(Problem to solve): Please set out every line of the items below as a Markdown table with the columns Row and Line, numbering each line and leaving out blank lines.

(Data entries):
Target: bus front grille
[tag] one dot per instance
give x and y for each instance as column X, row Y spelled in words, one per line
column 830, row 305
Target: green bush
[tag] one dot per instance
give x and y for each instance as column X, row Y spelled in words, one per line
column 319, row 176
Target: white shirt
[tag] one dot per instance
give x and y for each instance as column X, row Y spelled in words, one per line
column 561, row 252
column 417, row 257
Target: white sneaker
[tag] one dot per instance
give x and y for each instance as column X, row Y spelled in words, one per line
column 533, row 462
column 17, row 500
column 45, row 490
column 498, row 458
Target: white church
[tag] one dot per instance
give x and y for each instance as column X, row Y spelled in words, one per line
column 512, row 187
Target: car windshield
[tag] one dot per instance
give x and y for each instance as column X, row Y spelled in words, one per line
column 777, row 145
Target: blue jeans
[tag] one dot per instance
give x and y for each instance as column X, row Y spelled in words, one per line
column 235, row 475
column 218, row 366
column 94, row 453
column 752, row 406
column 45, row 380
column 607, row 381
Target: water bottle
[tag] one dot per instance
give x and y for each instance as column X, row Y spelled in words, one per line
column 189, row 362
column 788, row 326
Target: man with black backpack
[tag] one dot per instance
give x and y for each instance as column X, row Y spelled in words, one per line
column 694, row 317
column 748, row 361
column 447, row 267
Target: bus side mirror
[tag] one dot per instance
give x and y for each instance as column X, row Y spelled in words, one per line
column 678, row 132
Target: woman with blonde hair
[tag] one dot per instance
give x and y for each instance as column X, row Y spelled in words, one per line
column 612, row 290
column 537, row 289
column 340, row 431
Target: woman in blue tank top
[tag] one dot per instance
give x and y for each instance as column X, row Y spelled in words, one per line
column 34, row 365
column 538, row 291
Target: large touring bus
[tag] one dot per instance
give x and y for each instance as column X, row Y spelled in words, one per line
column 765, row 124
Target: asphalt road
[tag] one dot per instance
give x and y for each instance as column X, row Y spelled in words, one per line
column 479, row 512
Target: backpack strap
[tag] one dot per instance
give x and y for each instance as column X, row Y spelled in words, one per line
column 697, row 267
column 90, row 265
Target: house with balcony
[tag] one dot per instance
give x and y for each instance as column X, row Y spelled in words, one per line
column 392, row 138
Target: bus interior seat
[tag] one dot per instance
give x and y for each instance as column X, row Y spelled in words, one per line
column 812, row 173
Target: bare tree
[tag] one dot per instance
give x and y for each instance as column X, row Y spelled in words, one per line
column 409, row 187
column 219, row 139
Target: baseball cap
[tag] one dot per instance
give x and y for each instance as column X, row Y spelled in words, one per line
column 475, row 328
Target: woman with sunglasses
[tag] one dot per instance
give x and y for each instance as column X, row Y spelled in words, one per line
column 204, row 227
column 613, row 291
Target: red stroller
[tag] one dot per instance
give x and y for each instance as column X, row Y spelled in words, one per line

(Task answer):
| Row | Line |
|---|---|
| 1 | Target: bus front grille |
| 2 | [tag] one dot per instance |
| 3 | give x and y for each instance as column X, row Y spelled in words, one per line |
| 4 | column 830, row 305 |
| 5 | Target: green bush |
| 6 | [tag] one dot per instance |
| 7 | give x and y for each instance as column X, row Y spelled in words, one per line |
| 8 | column 319, row 176 |
| 9 | Target: white shirt |
| 10 | [tag] one dot per instance |
| 11 | give x and y for each instance as column X, row Y spelled in words, one per line |
| 12 | column 561, row 252 |
| 13 | column 417, row 257 |
| 14 | Target: white sneaker |
| 15 | [tag] one dot per instance |
| 16 | give x and y for each instance as column X, row Y spelled in words, one per line |
| 17 | column 533, row 462 |
| 18 | column 17, row 500 |
| 19 | column 45, row 490 |
| 20 | column 498, row 458 |
| 21 | Target: white church |
| 22 | [tag] one dot per instance |
| 23 | give x and y for each instance as column X, row Y spelled in words, one per line |
| 24 | column 512, row 187 |
| 25 | Target: car windshield |
| 26 | [tag] one dot per instance |
| 27 | give x and y for each instance as column X, row Y spelled in words, one per line |
| 28 | column 777, row 145 |
| 29 | Target: blue jeans |
| 30 | [tag] one dot per instance |
| 31 | give x and y for each instance as column X, row Y spelled in words, one per line |
| 32 | column 235, row 475 |
| 33 | column 218, row 366 |
| 34 | column 94, row 453 |
| 35 | column 752, row 406 |
| 36 | column 45, row 380 |
| 37 | column 607, row 381 |
| 38 | Target: water bottle |
| 39 | [tag] one dot per instance |
| 40 | give x and y for each instance as column X, row Y spelled in words, one per line |
| 41 | column 189, row 362 |
| 42 | column 788, row 326 |
| 43 | Target: man with black backpack |
| 44 | [tag] one dot per instance |
| 45 | give x and y for each instance as column X, row Y spelled in words, one per line |
| 46 | column 694, row 317 |
| 47 | column 748, row 361 |
| 48 | column 447, row 267 |
| 49 | Target: bus side mirror |
| 50 | [tag] one dot per instance |
| 51 | give x and y for each instance as column X, row Y spelled in words, one per line |
| 52 | column 678, row 132 |
| 53 | Target: woman with blonde hair |
| 54 | [tag] one dot per instance |
| 55 | give x and y for each instance as column X, row Y spelled in words, one per line |
| 56 | column 612, row 290 |
| 57 | column 537, row 289 |
| 58 | column 340, row 431 |
| 59 | Target: woman in blue tank top |
| 60 | [tag] one dot per instance |
| 61 | give x and y for each instance as column X, row Y spelled in words, one per line |
| 62 | column 34, row 365 |
| 63 | column 538, row 291 |
| 64 | Target: large touring bus |
| 65 | [tag] one dot per instance |
| 66 | give x and y for each instance as column X, row Y spelled in words, one per line |
| 67 | column 765, row 124 |
| 68 | Target: asphalt road |
| 69 | [tag] one dot per instance |
| 70 | give x and y for each instance as column X, row Y spelled in words, one per line |
| 71 | column 479, row 512 |
| 72 | Target: backpack strap |
| 73 | [tag] one dot per instance |
| 74 | give x and y for each instance as column X, row Y spelled in words, one per line |
| 75 | column 697, row 267 |
| 76 | column 90, row 265 |
| 77 | Target: house with balcony |
| 78 | [tag] one dot per instance |
| 79 | give x and y for each instance as column X, row Y spelled in words, one per line |
| 80 | column 392, row 138 |
| 81 | Target: bus interior seat |
| 82 | [tag] one dot per instance |
| 83 | give x and y for each instance as column X, row Y spelled in words, one per line |
| 84 | column 812, row 173 |
| 85 | Target: bare tree |
| 86 | [tag] one dot per instance |
| 87 | give x and y for each instance as column X, row Y spelled in words, one per line |
| 88 | column 409, row 187 |
| 89 | column 219, row 139 |
| 90 | Target: baseball cap |
| 91 | [tag] one dot per instance |
| 92 | give x and y for each instance as column X, row Y spelled in words, one per line |
| 93 | column 475, row 328 |
| 94 | Target: woman with sunglasses |
| 95 | [tag] one dot per instance |
| 96 | give x and y for each instance as column X, row Y spelled in words, one per line |
| 97 | column 204, row 227 |
| 98 | column 613, row 291 |
| 99 | Target: red stroller |
| 100 | [tag] one dot per instance |
| 101 | give x and y for each instance as column X, row Y spelled in words, one per line |